Give the entries starting with the line that contains "of the monitor" and going on through the line that contains "(1006, 247)" as a two-column CSV headed text and answer. Use one row per entry, and put each value in a single quoted field with its line breaks replaced by spaces.

--------------------------------

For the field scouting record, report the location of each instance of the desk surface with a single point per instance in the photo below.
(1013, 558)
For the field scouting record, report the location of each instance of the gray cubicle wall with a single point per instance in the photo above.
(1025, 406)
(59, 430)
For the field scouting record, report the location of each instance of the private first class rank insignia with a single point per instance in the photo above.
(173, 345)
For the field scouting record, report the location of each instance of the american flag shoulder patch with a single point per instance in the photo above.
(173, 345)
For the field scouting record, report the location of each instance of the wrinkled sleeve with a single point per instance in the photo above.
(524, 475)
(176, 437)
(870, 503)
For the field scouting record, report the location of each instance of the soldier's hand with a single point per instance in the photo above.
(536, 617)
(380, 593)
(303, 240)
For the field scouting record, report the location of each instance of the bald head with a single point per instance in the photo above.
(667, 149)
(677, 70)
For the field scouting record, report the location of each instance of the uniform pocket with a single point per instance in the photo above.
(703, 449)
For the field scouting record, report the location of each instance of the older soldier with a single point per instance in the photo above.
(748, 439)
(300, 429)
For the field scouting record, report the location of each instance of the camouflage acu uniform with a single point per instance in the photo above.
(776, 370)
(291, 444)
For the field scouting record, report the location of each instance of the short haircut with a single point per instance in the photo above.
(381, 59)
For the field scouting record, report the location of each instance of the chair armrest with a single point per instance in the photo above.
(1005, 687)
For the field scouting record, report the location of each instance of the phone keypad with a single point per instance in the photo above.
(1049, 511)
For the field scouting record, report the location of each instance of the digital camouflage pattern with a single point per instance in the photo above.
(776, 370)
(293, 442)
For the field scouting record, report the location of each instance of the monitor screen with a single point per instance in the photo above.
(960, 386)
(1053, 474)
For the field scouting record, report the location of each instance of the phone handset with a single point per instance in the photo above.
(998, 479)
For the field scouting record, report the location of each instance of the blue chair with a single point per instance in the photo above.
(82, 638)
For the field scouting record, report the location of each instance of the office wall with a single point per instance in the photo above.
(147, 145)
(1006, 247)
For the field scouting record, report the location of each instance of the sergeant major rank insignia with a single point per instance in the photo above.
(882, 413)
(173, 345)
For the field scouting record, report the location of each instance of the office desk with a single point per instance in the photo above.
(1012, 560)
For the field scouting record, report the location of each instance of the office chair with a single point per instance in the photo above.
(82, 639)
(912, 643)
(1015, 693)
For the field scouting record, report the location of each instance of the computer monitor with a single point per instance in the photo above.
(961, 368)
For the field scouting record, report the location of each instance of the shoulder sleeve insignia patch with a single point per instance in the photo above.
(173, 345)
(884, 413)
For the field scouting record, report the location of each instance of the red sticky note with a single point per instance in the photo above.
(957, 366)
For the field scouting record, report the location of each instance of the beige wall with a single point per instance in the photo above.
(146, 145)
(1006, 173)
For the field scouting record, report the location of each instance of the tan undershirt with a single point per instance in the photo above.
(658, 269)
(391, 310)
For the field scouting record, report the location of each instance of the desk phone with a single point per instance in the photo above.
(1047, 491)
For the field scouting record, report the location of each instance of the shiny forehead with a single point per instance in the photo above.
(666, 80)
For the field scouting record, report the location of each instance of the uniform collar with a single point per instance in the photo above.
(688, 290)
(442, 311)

--------------------------------

SOLUTION FOR THIS TASK ▸
text,answer
"For the field scouting record, report the location of each instance of the monitor screen with a single point per instance in the photo above.","(960, 386) (1053, 474)"
"For the field scouting record, report the location of each instance of the phone handset with a single point per instance in the photo above.","(998, 479)"
"For the field scouting record, report the location of each instance of the blue chair with a single point per instance in the photo above.","(82, 638)"
"For the field scouting record, report the location of each instance of the office wall with a single point per instance in the photo above.","(147, 145) (1006, 247)"